* DOCUMENT EXCERPT:

>>

The 2012 meme--epitomized by Hollywood’s 2012 Conference on Saturday March 1st--holds a mixed bag. Like all forms of spiritualism, it pools of murky waters with which challenges you to judge “truth” from “goddamn nonsense.” It might be as valid a form of knowledge-seeking as any other path, or it can turn into one more damn movement-religion to tell people how to think.
If this is a ‘movement’, it’s not exactly an organized one. But the 2012 meme has certainly a new focal point for New Agey scenesters to gobble up the next batch of promises.
I hate to be so cynical. I’m desperately looking for that SOMETHING myself, and it’s this endless quest that brought me to this Hollywood event four years, nine months, and twenty days before Singularity point. But, as Jordan Maxwell told us: “Don’t ever trust anyone who knows the truth. Trust those that are looking for the truth.” Sage advice. Yet, that goes for him too.
It was quite the immersion of ideas, and I’m glad I attended. And hell, for me, it was free. Amongst these wayward souls, brought up on apocalyptic memeagry, waiting for that crisis to bring us together (and if there is environmental catastrophe any time soon, y’know, the West Coast is probably the absolute worst place to be). Here in Hollywood, the very substance of holly-wood representing the wand of the magician you see . . .
I woke up with little sleep at 6:00 AM (on most nights this would be my bedtime), with a plan to begin my two-hour public trans early and make it there by 9 AM. My LA route: Long Beach bus to Blue line South Central train to Red line Hollywood train. It’s a ridiculous lifestyle in LA County with no car, but I make do. Except when I don’t; I’m lazy in the mornings and I ran late, missing every damn bus and train connection and didn’t arrive until 10:00. I cursed myself in the 7th Street/Downtown Metro connecting station as I read my Pinchbeck book and wished time wasn’t against me. But I needn’t have worried, after I got off the train at Hollywood and Vine I was greeted at the Ricardo Montalban Theatre with long lines and total chaos. They started over an hour late. I’m glad I didn’t go early; Eastern Spiritualist or not I am easily bored, impatient, and hate arriving anywhere too early.
After a complex web of figuring out who it is I talk to for the volunteering gig, I snuck inside and talked to an organizer Karin--who I’d only corresponded with via email so far, and then I got a free tshirt. I still get to keep the shirt to this day. Time to kill until my shift, and I wandered. Surrounding the indoor theatre-area were New Agey types with everything for sale. Mediums and healers, teas, expensive chocolate, and various figures peddling their books. Republic magazine was for sale, plastered with images of Ron Paul. Very interesting how these circles overlap, when New Age extreme leftists join hands with paleo-conservative-libertarians-conspiracists. (Later at the end of the night a speaker would mention Ron Paul and the crowd clapped in an uproar, this writer included.)

<<

* DATASET CONTENT:
>>

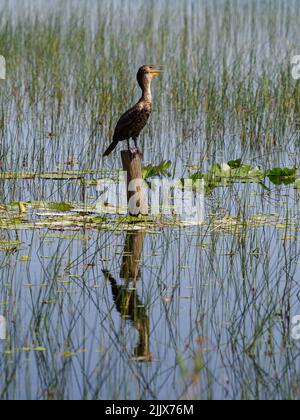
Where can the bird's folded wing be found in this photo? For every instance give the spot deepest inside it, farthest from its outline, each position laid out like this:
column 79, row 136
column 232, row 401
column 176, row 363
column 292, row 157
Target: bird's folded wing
column 125, row 123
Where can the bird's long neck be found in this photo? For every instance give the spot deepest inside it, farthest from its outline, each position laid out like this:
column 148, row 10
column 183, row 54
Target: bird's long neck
column 146, row 89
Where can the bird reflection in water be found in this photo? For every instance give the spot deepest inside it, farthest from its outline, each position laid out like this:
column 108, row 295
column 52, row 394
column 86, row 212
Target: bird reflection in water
column 126, row 298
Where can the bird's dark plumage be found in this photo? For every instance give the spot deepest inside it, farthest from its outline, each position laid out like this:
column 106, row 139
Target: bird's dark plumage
column 135, row 119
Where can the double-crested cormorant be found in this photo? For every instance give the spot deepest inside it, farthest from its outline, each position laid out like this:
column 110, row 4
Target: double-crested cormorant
column 135, row 119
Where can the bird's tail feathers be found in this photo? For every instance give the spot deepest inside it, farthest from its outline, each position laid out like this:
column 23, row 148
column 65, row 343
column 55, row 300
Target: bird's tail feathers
column 111, row 148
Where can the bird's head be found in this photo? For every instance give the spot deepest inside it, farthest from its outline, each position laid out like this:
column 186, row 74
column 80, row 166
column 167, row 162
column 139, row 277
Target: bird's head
column 146, row 74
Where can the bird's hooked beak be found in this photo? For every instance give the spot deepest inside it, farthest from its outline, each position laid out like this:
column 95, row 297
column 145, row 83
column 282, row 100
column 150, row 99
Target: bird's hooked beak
column 155, row 70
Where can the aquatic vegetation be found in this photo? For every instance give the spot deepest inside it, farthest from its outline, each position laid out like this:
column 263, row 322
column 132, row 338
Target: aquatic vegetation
column 98, row 305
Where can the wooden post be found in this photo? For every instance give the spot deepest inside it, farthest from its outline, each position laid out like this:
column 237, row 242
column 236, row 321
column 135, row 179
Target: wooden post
column 137, row 196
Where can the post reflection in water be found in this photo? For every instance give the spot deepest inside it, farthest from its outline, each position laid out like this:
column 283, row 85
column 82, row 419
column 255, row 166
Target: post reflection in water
column 2, row 328
column 126, row 297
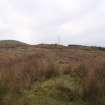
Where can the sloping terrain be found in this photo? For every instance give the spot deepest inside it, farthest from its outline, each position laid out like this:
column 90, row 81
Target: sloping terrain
column 51, row 74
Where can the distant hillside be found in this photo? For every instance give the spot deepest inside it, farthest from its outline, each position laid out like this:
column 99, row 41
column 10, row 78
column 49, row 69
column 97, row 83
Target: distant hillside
column 11, row 43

<<

* GIVEN EXERCISE A: In the 2012 conference account, what was the name of the theater where the writer found long lines and total chaos?
* GIVEN EXERCISE B: In the 2012 conference account, switch "Sage advice" to "Wise counsel" in the passage that begins at the words "I hate to be" and stops after "for him too.".
* GIVEN EXERCISE C: Proceed with the account of the Hollywood 2012 conference, picking up after its last sentence.

* TASK OUTPUT A: The Ricardo Montalban Theatre.

* TASK OUTPUT B:
I hate to be so cynical. I’m desperately looking for that SOMETHING myself, and it’s this endless quest that brought me to this Hollywood event four years, nine months, and twenty days before Singularity point. But, as Jordan Maxwell told us: “Don’t ever trust anyone who knows the truth. Trust those that are looking for the truth.” Wise counsel. Yet, that goes for him too.

* TASK OUTPUT C:
My usher shift didn’t start until 1:00 and so I grabbed the first downstairs orchestra empty seat I found and watched this Timewave 2013 documentary film, an apparent sequel to 2012: the Odyssey (which I haven’t seen). Personally presented by the filmmaker Sharon Rose, it detailed her experiences in Peru with Native shamans, interpolated interviews with Daniel Pinchbeck and others, and of course recordings of Terence McKenna. (“Scientists can’t even explain the birth of the universe. The Big Bang theory is preposterous. It’s as if they are saying ‘just give us this one free miracle’ and we’ll explain the rest. But why must a miracle Singularity happen at the beginning of time, why not the end?”) Then, as if by synchronous providence, at the very line: “I learned to enjoy the moment,” the film cut off! Computer error, or too much energy to short-circuit the fusage, or somesuch, and the projector turned black. Sharon Rose was a pro of a presenter and came on stage ready for filler-speech. “AHHHH,” all hundreds of us sang during the meditation exercises. They never got the movie to work.
Next was anthropologist Dr. Alberto Villoldo who brought with him a native shaman of Peru. They prayed for us, and extolled the virtues of shamanism, and why everyone is going to love each other, and Western materialism’s “cult of death” is going to go away, and all that nice positive futurism that’s been going around. Just wait a few years for the Galactic Alignment and all will be well! A constant theme . . .
Meanwhile I noticed Daniel Pinchbeck sitting nearby me from across the aisle, recognizing the writer from online footage and photographs. I took out the library book from my bag and wondered a good time to approach. The keynote speaker I was on the lookout for, the very name that caught my eye when I first saw the advertising poster walking past the Montalban Theatre a month back and vowed to attend this conference. Daniel Pinchbeck is the esteemed author of 2012: the Return of Quatzelcoatl. I’ve been eagerly reading it lately, though I must confess I’m only halfway through, and it details Daniel’s quest as a New York journalist researching shamanistic traditions and experimenting with all manners of psychedelics. The book delves into a thousand subjects, jumping from African tribes to crop circles to new age healing seminars to Burning Man, overall a mix of memoir with extended quotations/summaries from Daniel’s eclectic reading mix. A bit unfocused, but a fascinating journey.
He stepped out and I rushed to follow. “Daniel Pinchbeck! Would you sign my book?” “I don’t know,” he said. “It’s not my book, it’s a library book. How cool would it be to sign it to your future anonymous readers?” He autographed away, and drew a cute snake (Quetzelcoatl as Saturday morning cartoon). Then he hurried away, eager to see Dr. Villoldo’s presentation and get away from me.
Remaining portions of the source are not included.